**** RECORDS SHOWN

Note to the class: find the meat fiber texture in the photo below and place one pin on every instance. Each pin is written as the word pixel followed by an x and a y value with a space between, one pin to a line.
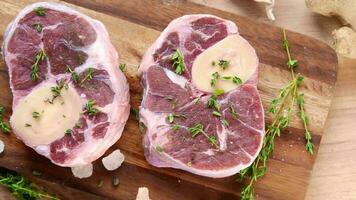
pixel 239 143
pixel 69 38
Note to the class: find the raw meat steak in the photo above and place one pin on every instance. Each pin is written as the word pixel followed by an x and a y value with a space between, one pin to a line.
pixel 72 41
pixel 169 145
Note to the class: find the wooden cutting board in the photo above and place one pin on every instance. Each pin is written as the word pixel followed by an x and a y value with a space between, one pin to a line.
pixel 133 26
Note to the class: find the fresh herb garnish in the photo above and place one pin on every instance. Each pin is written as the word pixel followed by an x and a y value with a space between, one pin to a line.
pixel 175 127
pixel 90 109
pixel 22 188
pixel 196 129
pixel 213 102
pixel 40 56
pixel 40 11
pixel 225 122
pixel 122 67
pixel 223 64
pixel 216 113
pixel 56 90
pixel 74 75
pixel 173 101
pixel 178 62
pixel 215 77
pixel 282 107
pixel 4 127
pixel 88 76
pixel 38 27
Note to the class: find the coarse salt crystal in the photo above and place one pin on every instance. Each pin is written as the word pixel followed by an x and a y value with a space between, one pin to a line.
pixel 142 194
pixel 83 171
pixel 114 160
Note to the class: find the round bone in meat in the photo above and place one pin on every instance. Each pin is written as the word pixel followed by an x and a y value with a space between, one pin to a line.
pixel 70 100
pixel 189 127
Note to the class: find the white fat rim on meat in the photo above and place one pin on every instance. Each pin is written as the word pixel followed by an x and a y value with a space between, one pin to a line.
pixel 157 121
pixel 105 54
pixel 173 25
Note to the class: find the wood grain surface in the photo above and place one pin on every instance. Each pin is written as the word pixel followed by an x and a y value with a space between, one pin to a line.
pixel 334 173
pixel 133 26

********

__THE TASK__. Only the pictures are to be excluded; all other parts of the records above are to be given exactly.

__REPLY__.
Note to the class: find the meat fiber texture in the photo below and place one pin on every instance. Each pin is written as the word pixel followed by an x and a y value with a space between, one pin to a line.
pixel 239 143
pixel 69 38
Note to the class: find the raw meat steak in the photo above and place one pin on every instance. Each pin is written as the word pixel followed by an x and a y value with a space between, one pin to a line.
pixel 72 41
pixel 169 145
Note to the class: find the wooden cutting board in the photo above and place one pin on every instance. Each pin is written as the word pixel followed by an x and a y value with a space between, one pin to a line.
pixel 133 26
Note to the class: find the fresh herb garnish in the photo above and place one pin on every instance. Each pin is written as the word pixel followed by an x and a y value with a space between, one pin to a line.
pixel 175 127
pixel 90 109
pixel 22 188
pixel 196 129
pixel 213 102
pixel 40 56
pixel 40 11
pixel 225 122
pixel 122 67
pixel 223 64
pixel 216 113
pixel 56 90
pixel 74 75
pixel 173 101
pixel 178 62
pixel 215 77
pixel 282 107
pixel 4 127
pixel 88 76
pixel 38 27
Note to the class: find the coarse salt crystal in the photo above and place one pin on every instance. Each pin is written as the word pixel followed by an x and a y value with a space between, one pin to a line.
pixel 142 194
pixel 83 171
pixel 114 160
Note to the class: find the round bone in meat in the photo above and place one pin on every instance. Each pin is written as the word pixel followed by an x and a y value with a space between, one pin to a line.
pixel 70 100
pixel 189 127
Note to the class: find the white fat rim on meat in the photo above and place one pin on every instance. Each pin is written as the word pixel followed by an x and a y value with a space between, one pin to a line.
pixel 157 121
pixel 105 54
pixel 173 25
Note to the class: find the wood grain surface in the photo above and place one pin on every instance. Each pin is written as the word pixel followed by an x and a y value with a space between, one pin to a line.
pixel 334 173
pixel 133 26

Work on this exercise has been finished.